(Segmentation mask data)
-*-
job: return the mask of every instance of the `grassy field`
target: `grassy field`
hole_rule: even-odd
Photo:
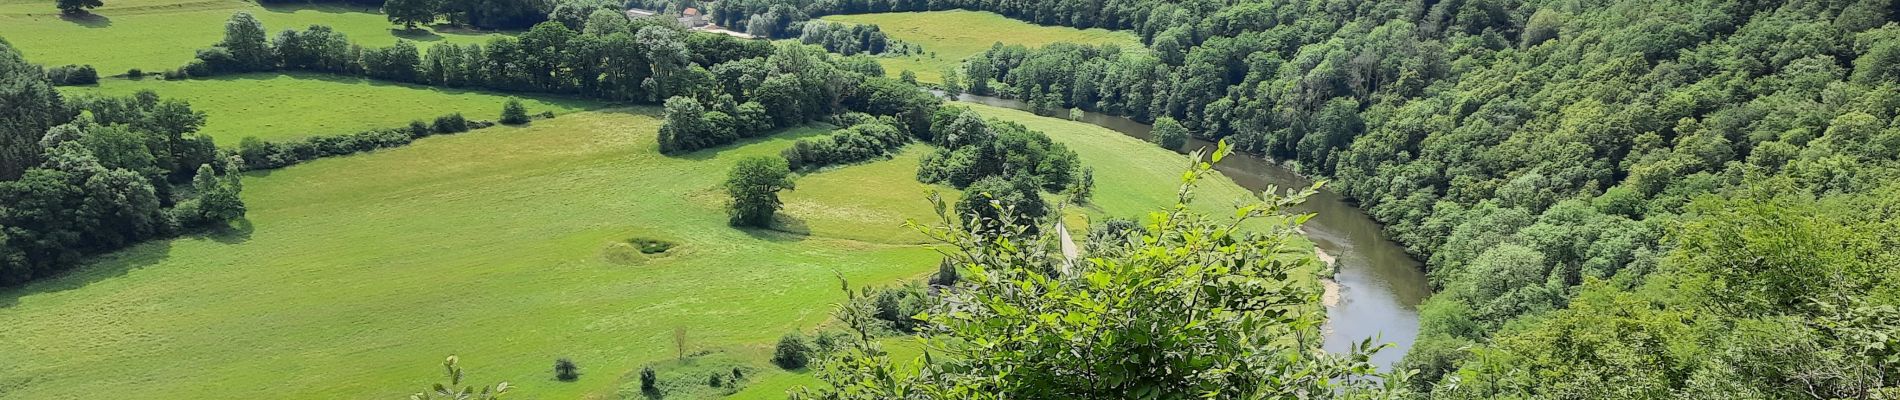
[[[369,47],[388,46],[404,38],[426,49],[437,41],[479,42],[494,34],[426,28],[405,31],[375,9],[354,6],[260,6],[241,0],[105,3],[105,7],[93,10],[92,17],[70,19],[61,17],[52,1],[0,0],[0,38],[13,43],[34,63],[91,64],[101,75],[118,75],[128,68],[150,72],[184,65],[197,49],[223,38],[224,21],[237,11],[256,15],[272,35],[322,24]]]
[[[880,57],[878,62],[884,65],[891,76],[908,70],[917,73],[918,81],[931,83],[943,82],[944,68],[955,67],[963,59],[989,50],[990,45],[997,42],[1029,47],[1058,42],[1116,43],[1130,48],[1141,46],[1140,39],[1129,32],[1042,26],[983,11],[834,15],[824,19],[875,24],[892,38],[922,46],[924,54]]]
[[[95,86],[61,88],[68,94],[126,96],[151,90],[185,100],[206,114],[201,131],[219,145],[236,146],[245,136],[265,140],[355,133],[404,126],[460,112],[493,121],[509,95],[373,81],[335,75],[243,74],[185,81],[156,78],[105,79]],[[233,95],[242,93],[243,95]],[[549,96],[518,96],[530,113],[567,114],[602,107],[599,102]]]
[[[1166,204],[1184,164],[1092,125],[979,110],[1096,165],[1101,194],[1083,212]],[[249,219],[231,232],[0,291],[0,398],[386,399],[437,381],[448,354],[475,382],[518,385],[513,398],[611,398],[672,358],[675,327],[693,349],[767,346],[828,318],[834,272],[876,284],[935,270],[895,226],[932,218],[914,178],[924,148],[803,177],[786,196],[795,233],[743,231],[724,224],[730,163],[823,131],[668,157],[655,113],[580,112],[247,177]],[[1245,195],[1224,180],[1202,193]],[[635,237],[679,247],[625,254]],[[554,381],[558,357],[583,377]]]

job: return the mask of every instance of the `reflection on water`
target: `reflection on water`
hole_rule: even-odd
[[[957,100],[1035,111],[1027,103],[1010,99],[966,94]],[[1149,126],[1134,120],[1092,112],[1081,117],[1082,122],[1148,137]],[[1203,146],[1212,144],[1194,140],[1187,147]],[[1254,191],[1313,184],[1279,164],[1247,154],[1229,156],[1215,169]],[[1375,338],[1375,342],[1391,342],[1394,347],[1379,352],[1373,361],[1380,365],[1398,361],[1418,337],[1418,304],[1431,294],[1424,269],[1398,243],[1385,238],[1378,222],[1338,193],[1321,190],[1296,211],[1316,214],[1306,223],[1307,237],[1320,250],[1336,257],[1339,267],[1334,279],[1339,282],[1340,300],[1327,310],[1331,329],[1326,335],[1326,348],[1345,351],[1352,343]]]

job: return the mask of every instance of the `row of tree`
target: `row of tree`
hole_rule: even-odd
[[[314,71],[398,82],[503,91],[544,92],[616,101],[659,102],[707,97],[715,65],[759,58],[770,43],[689,34],[668,21],[599,10],[580,31],[548,21],[519,36],[486,44],[436,44],[426,52],[407,41],[364,49],[325,26],[285,30],[269,40],[263,25],[239,12],[216,46],[175,75],[209,76],[271,70]],[[859,64],[870,63],[869,60]]]
[[[911,142],[910,134],[898,129],[890,117],[854,113],[840,119],[846,120],[840,125],[848,127],[829,135],[799,139],[779,155],[792,170],[806,171],[882,158]]]
[[[884,35],[877,25],[809,21],[800,30],[798,41],[818,45],[825,51],[843,55],[904,54],[913,51],[903,41]]]
[[[68,101],[0,41],[0,284],[243,217],[204,114],[147,91]]]
[[[852,111],[889,117],[906,135],[924,137],[942,103],[917,86],[885,78],[874,60],[796,43],[779,45],[769,56],[714,65],[709,75],[704,89],[667,99],[661,151],[725,145]]]
[[[526,114],[522,118],[527,118]],[[403,128],[372,129],[345,135],[311,136],[280,142],[267,142],[247,136],[238,141],[237,156],[246,170],[276,169],[323,157],[403,146],[424,137],[467,132],[494,124],[470,121],[456,113],[438,117],[433,123],[413,121]]]
[[[1849,226],[1884,215],[1862,203],[1900,178],[1894,2],[1150,8],[1164,7],[1168,24],[1133,25],[1152,51],[996,46],[960,72],[975,91],[1173,119],[1334,178],[1428,259],[1440,293],[1404,363],[1417,388],[1863,398],[1900,386],[1891,339],[1860,333],[1891,329],[1870,316],[1900,306],[1900,278],[1861,268],[1893,265],[1896,247],[1748,237],[1837,233],[1774,222],[1790,213]],[[1788,208],[1812,204],[1857,211]],[[1777,261],[1771,248],[1821,256]],[[1572,329],[1597,323],[1616,329]],[[1851,350],[1795,350],[1831,346]]]

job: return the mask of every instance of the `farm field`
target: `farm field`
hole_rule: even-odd
[[[114,0],[92,10],[93,17],[72,20],[61,17],[48,1],[0,0],[0,38],[43,65],[91,64],[100,75],[124,74],[129,68],[158,72],[178,68],[191,61],[198,49],[216,44],[224,35],[224,21],[237,11],[257,16],[273,35],[322,24],[367,47],[388,46],[401,38],[427,49],[438,41],[473,43],[499,34],[428,28],[403,31],[375,9],[343,5]]]
[[[221,146],[237,146],[246,136],[264,140],[296,139],[396,128],[409,121],[460,112],[471,119],[495,120],[509,94],[418,86],[314,73],[257,73],[182,81],[157,78],[103,79],[98,85],[61,88],[69,95],[129,96],[151,90],[179,99],[206,114],[205,134]],[[233,93],[243,93],[234,96]],[[567,114],[603,107],[596,101],[553,96],[514,95],[530,113]]]
[[[917,73],[920,82],[942,83],[943,69],[955,67],[963,59],[989,50],[997,42],[1042,47],[1051,43],[1121,44],[1139,48],[1134,33],[1107,29],[1075,29],[1042,26],[1018,21],[1002,14],[982,11],[925,11],[879,14],[833,15],[823,19],[855,24],[875,24],[893,39],[924,48],[924,54],[902,57],[878,57],[886,73]]]
[[[1049,134],[1097,166],[1100,209],[1087,212],[1132,215],[1173,192],[1176,155],[979,110],[1063,128]],[[881,284],[935,270],[919,237],[896,233],[934,218],[914,178],[921,146],[804,177],[784,219],[809,234],[736,230],[718,189],[730,163],[823,130],[669,157],[654,147],[656,112],[579,112],[249,176],[234,232],[0,292],[0,342],[20,349],[0,354],[0,398],[392,398],[435,382],[448,354],[477,382],[519,385],[516,398],[601,396],[670,359],[675,327],[694,349],[768,345],[829,318],[834,271]],[[1245,193],[1217,181],[1203,199]],[[680,246],[647,257],[616,244],[634,237]],[[584,377],[554,381],[557,357]]]

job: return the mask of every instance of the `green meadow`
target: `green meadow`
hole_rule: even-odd
[[[1075,213],[1165,205],[1185,165],[1093,125],[977,109],[1095,166],[1096,204]],[[673,358],[676,328],[689,351],[769,347],[829,318],[837,275],[881,285],[935,270],[900,226],[934,220],[933,188],[915,180],[922,145],[803,176],[778,230],[738,230],[719,189],[730,164],[825,130],[664,156],[656,115],[576,112],[248,176],[248,220],[229,232],[0,292],[0,398],[394,398],[435,382],[449,354],[476,382],[518,385],[515,398],[610,398]],[[1224,179],[1201,192],[1210,205],[1246,195]],[[677,247],[637,254],[635,238]],[[552,379],[560,357],[579,381]],[[759,378],[767,392],[810,379]]]
[[[918,81],[931,83],[943,82],[944,68],[956,67],[998,42],[1032,48],[1058,42],[1141,46],[1141,40],[1130,32],[1042,26],[985,11],[833,15],[823,19],[875,24],[891,38],[922,46],[923,54],[879,57],[878,62],[891,76],[897,76],[899,71],[911,71],[917,73]]]
[[[462,113],[493,121],[510,95],[445,89],[313,73],[225,75],[184,81],[157,78],[103,79],[98,85],[61,88],[69,95],[128,96],[151,90],[162,98],[191,103],[206,114],[200,132],[219,145],[236,146],[246,136],[296,139],[395,128],[421,119]],[[238,95],[241,94],[241,95]],[[516,95],[530,113],[567,114],[603,107],[599,102],[545,95]]]
[[[100,75],[119,75],[130,68],[157,72],[184,65],[197,49],[216,44],[224,35],[224,21],[238,11],[256,15],[272,34],[322,24],[369,47],[406,39],[426,49],[433,42],[481,42],[497,34],[429,28],[405,31],[378,10],[356,6],[260,6],[240,0],[105,3],[92,10],[91,17],[72,19],[60,16],[51,1],[0,0],[0,37],[35,63],[91,64]]]

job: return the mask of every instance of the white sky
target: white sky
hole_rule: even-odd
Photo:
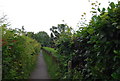
[[[12,28],[24,26],[26,31],[46,31],[52,26],[63,23],[62,20],[77,29],[83,12],[87,19],[91,17],[89,0],[0,0],[0,14],[7,15]],[[95,1],[95,0],[91,0]],[[107,7],[108,1],[98,0]],[[1,16],[1,15],[0,15]]]

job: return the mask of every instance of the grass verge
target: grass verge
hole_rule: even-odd
[[[50,47],[43,47],[43,49],[47,50],[48,52],[55,54],[57,51],[54,48],[50,48]]]
[[[48,73],[51,79],[57,79],[58,64],[55,63],[52,57],[43,51],[43,56],[47,64]]]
-*-
• [EXERCISE]
Count the lines in the records above that contain the word "reflection", and give only the number.

• [SOLUTION TO THIS PROBLEM]
2